So what do you think? Is Bates (Brendan Coyle) done for? Will Lady Mary get caught trysting? Does Charles Blake (Julian Ovenden) stand a ghost of a chance with her? Does Lord Merton (Douglas Reith) fancy Violet or Isobel (Penelope Wilton)? Does he fancy any woman at all? And does Isobel really think she has a sense of humor?

Till next week, Abbots!

What's That in Your Pocket?

New York Times, January 18, 2015

Oh, Abbots, a word to the wise. If Lady Mary Crawley (Michelle Dockery) ever asks you to "hide the thing," please know she's referring to the more-than-gently-used diaphragm she took to Liverpool for her weeklong fling with Lord Gillingham (Tom Cullen).

If she tells you, "There must be some corner cupboard in the cottage where nobody goes," don't believe her! As surely as Mrs. Patmore's sauces come to a hearty boil, somebody will go there, and it will almost certainly be your husband, who will want to know why you're blockading his boys, which will remind you that you'd like to know what he was doing in London with a certain Mr. Green (who, by this point, could be a character in "Clue").

Oh, I admit this last part is pure speculation—when last seen, Anna (Joanne Froggatt) was simply slipping the diaphragm into her pocket—but there's no way it can end well, can it, Abbots? And come to think of it, why doesn't Mary just throw the blasted thing away? Is she planning a week in Manchester, too? Nether Alderley?

Well, here's what we can say for sure by the end of Episode 3: Lord G is ripped in a way that 1920s men never were, and he can rip it in bed, too. The sex, to judge by the look on Lady Mary's face when they're together, is just fine. The aftersex, to judge by the look on her face when he leaves the room, is... not so much.

"He's a nice man," says Mary, "a very nice man, but not... I mean, of course, we talked about things...."

I think Mary is trying to say that his intellectual organ is a little on the small side. Which may explain the utter lack of voltage that has existed between these two characters from the get-go. Lord G. is trying to press his advantage, but I don't see Mary (or the audience) tolerating him for much more than another episode or two, barring some game-changing revelation. Ten to one she hightails it back to Charles Blake (Julian Ovenden), at least until a character played by Matthew Goode—fresh from lighting a fire under "The Good Wife"—is introduced in the finale, called the "Christmas episode" (which, in the United States, will air in the thick of spring).

> _Extracted records_:
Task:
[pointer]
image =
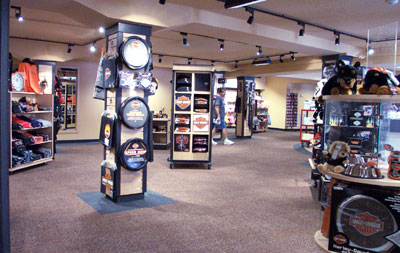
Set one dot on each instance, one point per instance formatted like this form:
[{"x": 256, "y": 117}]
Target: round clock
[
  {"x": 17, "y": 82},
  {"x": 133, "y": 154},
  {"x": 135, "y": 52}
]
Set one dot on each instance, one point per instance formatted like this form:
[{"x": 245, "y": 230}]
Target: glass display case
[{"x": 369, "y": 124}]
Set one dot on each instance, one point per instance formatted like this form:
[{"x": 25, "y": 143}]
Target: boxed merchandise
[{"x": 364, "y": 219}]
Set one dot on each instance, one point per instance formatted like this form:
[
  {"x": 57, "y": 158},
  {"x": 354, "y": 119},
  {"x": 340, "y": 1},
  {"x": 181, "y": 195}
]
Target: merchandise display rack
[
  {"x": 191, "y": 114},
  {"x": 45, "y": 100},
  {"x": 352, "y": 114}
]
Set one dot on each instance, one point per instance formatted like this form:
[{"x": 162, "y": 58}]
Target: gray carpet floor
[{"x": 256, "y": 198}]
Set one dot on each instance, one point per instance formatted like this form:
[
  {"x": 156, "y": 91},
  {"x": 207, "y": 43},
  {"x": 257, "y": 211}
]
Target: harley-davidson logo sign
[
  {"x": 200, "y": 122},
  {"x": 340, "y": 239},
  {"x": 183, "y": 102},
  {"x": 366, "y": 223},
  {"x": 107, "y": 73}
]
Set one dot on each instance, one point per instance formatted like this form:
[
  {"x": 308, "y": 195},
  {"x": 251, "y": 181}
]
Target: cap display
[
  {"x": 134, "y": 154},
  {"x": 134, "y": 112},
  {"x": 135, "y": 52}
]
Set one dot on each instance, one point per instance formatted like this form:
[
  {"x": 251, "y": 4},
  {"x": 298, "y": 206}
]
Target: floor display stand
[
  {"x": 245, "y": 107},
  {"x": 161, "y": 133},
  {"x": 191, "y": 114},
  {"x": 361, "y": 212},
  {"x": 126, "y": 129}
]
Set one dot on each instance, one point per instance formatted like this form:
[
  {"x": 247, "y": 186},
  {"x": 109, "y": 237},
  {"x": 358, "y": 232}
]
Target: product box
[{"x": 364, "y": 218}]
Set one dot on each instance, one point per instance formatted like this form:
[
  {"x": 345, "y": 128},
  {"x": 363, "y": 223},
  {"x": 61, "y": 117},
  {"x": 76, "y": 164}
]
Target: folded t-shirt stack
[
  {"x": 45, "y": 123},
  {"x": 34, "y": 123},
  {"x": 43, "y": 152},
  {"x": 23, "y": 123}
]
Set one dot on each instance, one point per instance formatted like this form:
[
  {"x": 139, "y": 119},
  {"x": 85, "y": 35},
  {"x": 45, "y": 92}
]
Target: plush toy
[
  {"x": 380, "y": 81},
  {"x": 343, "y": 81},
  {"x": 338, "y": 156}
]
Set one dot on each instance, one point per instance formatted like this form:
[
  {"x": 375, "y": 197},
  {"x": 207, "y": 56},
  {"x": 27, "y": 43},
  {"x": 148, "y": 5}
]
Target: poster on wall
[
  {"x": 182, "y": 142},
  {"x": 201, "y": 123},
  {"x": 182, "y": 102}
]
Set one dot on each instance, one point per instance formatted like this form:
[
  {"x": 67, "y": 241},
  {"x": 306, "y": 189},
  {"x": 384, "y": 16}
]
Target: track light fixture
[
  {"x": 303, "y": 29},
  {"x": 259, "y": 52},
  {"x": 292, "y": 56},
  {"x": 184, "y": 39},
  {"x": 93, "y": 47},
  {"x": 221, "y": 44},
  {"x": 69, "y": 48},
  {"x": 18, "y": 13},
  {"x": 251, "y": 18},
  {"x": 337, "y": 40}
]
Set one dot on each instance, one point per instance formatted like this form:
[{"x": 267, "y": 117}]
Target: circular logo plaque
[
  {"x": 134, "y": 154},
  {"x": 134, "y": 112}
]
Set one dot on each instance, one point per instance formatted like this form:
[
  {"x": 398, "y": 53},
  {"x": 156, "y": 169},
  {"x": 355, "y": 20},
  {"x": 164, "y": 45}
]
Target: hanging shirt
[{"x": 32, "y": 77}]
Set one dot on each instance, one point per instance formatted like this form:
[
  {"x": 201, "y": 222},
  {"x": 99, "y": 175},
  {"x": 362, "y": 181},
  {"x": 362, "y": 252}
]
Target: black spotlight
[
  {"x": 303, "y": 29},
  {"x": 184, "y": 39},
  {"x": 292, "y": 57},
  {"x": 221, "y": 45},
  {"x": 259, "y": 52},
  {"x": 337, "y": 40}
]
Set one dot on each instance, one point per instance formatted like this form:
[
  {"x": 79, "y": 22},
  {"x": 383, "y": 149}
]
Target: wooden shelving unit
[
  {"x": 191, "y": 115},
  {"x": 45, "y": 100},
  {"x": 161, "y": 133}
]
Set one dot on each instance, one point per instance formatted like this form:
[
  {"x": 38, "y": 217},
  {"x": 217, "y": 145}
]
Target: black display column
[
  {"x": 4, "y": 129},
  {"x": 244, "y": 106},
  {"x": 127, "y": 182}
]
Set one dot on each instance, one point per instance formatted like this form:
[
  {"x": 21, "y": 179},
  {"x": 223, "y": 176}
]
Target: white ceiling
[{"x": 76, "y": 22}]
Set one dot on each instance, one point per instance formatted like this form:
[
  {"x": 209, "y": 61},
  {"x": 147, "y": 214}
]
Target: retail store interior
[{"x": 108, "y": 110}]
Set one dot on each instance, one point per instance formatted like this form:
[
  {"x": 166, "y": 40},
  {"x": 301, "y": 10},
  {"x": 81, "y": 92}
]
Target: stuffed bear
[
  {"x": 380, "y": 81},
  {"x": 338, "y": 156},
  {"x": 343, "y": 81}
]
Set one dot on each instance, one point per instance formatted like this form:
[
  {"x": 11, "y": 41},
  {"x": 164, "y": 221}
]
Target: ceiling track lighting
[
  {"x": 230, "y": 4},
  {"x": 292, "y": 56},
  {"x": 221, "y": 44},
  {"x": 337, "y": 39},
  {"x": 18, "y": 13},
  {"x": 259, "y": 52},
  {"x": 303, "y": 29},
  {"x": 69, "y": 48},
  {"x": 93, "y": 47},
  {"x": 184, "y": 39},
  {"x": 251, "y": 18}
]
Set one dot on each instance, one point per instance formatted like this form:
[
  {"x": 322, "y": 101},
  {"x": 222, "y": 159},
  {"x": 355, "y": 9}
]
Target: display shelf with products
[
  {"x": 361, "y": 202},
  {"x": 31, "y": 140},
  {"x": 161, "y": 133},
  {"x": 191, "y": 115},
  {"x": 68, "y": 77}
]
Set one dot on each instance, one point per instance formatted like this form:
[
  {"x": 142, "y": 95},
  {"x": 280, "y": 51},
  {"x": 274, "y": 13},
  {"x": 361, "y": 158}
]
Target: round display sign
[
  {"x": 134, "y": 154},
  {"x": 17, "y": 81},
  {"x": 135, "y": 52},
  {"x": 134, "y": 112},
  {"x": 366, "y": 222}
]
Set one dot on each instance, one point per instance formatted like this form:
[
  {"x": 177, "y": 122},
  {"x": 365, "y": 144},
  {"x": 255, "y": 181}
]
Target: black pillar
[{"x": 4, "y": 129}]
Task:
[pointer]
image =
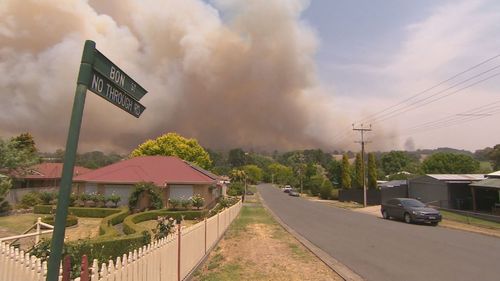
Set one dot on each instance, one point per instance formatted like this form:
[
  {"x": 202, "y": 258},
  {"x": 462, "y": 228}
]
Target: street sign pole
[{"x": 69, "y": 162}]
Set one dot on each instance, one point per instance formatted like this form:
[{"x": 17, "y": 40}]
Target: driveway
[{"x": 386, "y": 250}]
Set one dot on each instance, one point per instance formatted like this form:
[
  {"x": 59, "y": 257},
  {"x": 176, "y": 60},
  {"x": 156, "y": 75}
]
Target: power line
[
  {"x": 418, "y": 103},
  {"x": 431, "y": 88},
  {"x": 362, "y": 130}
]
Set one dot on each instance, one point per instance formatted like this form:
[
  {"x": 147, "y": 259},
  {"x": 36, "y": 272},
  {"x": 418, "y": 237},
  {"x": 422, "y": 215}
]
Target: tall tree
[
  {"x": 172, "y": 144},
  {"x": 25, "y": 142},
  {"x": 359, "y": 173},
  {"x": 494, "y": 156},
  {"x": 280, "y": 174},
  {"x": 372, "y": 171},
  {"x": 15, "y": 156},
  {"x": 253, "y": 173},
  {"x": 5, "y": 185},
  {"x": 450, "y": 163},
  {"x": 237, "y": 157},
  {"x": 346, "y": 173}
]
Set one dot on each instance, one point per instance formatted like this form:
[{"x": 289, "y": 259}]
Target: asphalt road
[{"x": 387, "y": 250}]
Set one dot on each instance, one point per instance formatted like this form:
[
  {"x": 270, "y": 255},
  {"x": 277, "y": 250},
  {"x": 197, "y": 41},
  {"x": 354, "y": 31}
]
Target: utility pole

> _Written instruction_: Reproduce the passage of the episode recap that runs from "Well, here's what" up to and including "not so much.", word for word.

> _Written response_:
Well, here's what we can say for sure by the end of Episode 3: Lord G is ripped in a way that 1920s men never were, and he can rip it in bed, too. The sex, to judge by the look on Lady Mary's face when they're together, is just fine. The aftersex, to judge by the look on her face when he leaves the room, is... not so much.